DOCUMENT EXCERPT
== == ==

We are grateful for friend of the Academy, Christopher J. Boggs, CPCU, ARM, ALCM, LPCS, AAI, APA, CWCA, CRIS, AINS, Executive Director, Big “I” Virtual University who provided this very personal post. Thanks, Chris.
If you’ve ever experienced a hurricane from inside the walls (I’ve been through four), you are just grateful that you and your family came out the other side unharmed. Once that relief “wears off,” your attention turns to your stuff: your house, car and other personal property. The elation of being unharmed fades and the reality takes over that you have no place to live, no car to drive or your personal belongings are destroyed. Soon after this reality, anger erupts.
Following a communal disaster, relief transitions to anger like a snap of the fingers. Yes, this same transition occurs following an individual catastrophe, such as a house fire, but in individual losses the transition is gradual, occurring over a longer period. Not being a trained psychologist, I can only speculate upon the reason for the timing difference. My theory is that the quicker transition results from the community-wide pain rather than individual pain. We are reared to despise perceived injustice against others but are more tolerant towards perceived injustice experienced individually.
In short, if it’s just me, I think I’m just feeling sorry for myself; and my mother never allowed that “luxury.” But when others are involved and hurting, my anger is vindicated and seems “righteous.” “Why aren’t you taking care of the community and all those who are hurting,” sounds better, feels better, and is more natural and less self-centered than, “Why aren’t you taking care of me,” – at least in the short term.
According to the article, Psychological Effects of Emergencies found on the American Museum of Natural History website, there are six phases or stages of natural disasters:
- The Warning Stage – As the phase name suggests, this is the phase where the warning is sounded;
- The Impact Stage – The storm hits;
- The Action Stage – This is characterized in the article is the “go mode.” Individuals are in survival mode, doing what is necessary to survive; property is of secondary concern;
- The Honeymoon Stage – Victims are relieved the catastrophe is passed and there is little to no personal injury;
- The Inventory Stage – This is when reality sets in and the full effect of the storm is realized; and
- The Recovery Stage – This is the longest phase marked by the time necessary to recover financially, physically (recover or rebuild property) and emotionally.
For simplification (and to make these phases easier to remember), I have renamed the phases and shortened the list to the “5 Rs of Natural Disasters”:
- Rough stuff – this is when the storm hits and people are doing what is necessary to remain safe;
- Relief – This is post-storm when it’s safe to come out. This phase is characterized by statements such as, “Everything is OK, we are happy to be alive;”
- Reality – In this phase, the full effect of the storm is realized. Victims begin to take inventory of what they have lost or suffered;
- Reaction – Individuals and families react to the reality of the situation, often with disbelief, disgust and even anger; and
- Recovery – This is the period during which those victimized by the storm begin returning to their pre-storm “normal” from a financial, physical and emotional perspective. The longest of the phases.
The anger switch is flipped between the “Honeymoon” stage and the “Inventory” stage if considering the phases delineated in the Psychological Effects of Emergencies. If you prefer the “5 Rs” method, anger shows up following the “Relief” phase when “Reality” strikes and the victim “Reacts.” During the “inventory” or “reaction” stage, expect to receive phone calls and emails from ANGRY insureds.

== == ==

RECORDS SHOWN
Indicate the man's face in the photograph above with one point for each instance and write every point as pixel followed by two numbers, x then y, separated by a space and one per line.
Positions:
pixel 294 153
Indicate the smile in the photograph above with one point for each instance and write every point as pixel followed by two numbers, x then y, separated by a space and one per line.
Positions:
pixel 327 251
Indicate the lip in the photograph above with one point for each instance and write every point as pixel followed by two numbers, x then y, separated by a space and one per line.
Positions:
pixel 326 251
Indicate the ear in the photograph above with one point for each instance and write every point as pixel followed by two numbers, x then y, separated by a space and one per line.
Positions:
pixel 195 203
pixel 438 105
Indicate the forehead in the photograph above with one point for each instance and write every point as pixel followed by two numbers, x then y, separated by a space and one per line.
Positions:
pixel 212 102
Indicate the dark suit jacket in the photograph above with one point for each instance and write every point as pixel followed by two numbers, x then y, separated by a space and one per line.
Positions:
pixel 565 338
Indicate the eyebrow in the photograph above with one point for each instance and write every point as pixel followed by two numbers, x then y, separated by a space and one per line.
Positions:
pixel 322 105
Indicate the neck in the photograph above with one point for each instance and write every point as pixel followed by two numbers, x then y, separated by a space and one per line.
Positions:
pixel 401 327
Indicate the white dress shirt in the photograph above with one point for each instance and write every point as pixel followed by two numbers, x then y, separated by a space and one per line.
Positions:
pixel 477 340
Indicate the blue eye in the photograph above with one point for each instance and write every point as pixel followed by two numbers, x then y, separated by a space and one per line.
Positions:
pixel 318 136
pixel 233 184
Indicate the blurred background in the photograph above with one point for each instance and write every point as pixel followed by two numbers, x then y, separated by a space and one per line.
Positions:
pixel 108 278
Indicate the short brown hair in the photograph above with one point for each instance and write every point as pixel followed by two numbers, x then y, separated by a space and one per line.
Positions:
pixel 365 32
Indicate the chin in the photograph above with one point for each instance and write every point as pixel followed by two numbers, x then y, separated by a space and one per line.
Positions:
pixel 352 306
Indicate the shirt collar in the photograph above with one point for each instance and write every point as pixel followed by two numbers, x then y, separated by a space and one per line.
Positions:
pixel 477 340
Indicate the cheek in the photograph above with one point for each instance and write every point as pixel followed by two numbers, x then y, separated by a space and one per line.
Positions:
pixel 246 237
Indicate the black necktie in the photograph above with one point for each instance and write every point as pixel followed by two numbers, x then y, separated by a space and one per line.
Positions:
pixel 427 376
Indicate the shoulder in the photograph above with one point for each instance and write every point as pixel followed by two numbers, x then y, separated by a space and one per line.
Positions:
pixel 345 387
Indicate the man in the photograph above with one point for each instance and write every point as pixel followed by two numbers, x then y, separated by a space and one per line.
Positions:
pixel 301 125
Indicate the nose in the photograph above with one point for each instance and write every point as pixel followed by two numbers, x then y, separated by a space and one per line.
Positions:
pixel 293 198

== == ==

WORK TO DO
A. In the post about anger after natural disasters, what name does the writer give to the shortened list of phases?
B. Reproduce the stretch of the records from the line containing "Indicate the man in" through the end of the records, requests included, and add 117 to every pixel coordinate in the answers.

EXERCISE ANSWERS
A. The "5 Rs of Natural Disasters"

B.
Indicate the man in the photograph above with one point for each instance and write every point as pixel followed by two numbers, x then y, separated by a space and one per line.
Positions:
pixel 418 242
Indicate the nose in the photograph above with one point for each instance and write every point as pixel followed by two numbers, x then y, separated by a space and one per line.
Positions:
pixel 410 315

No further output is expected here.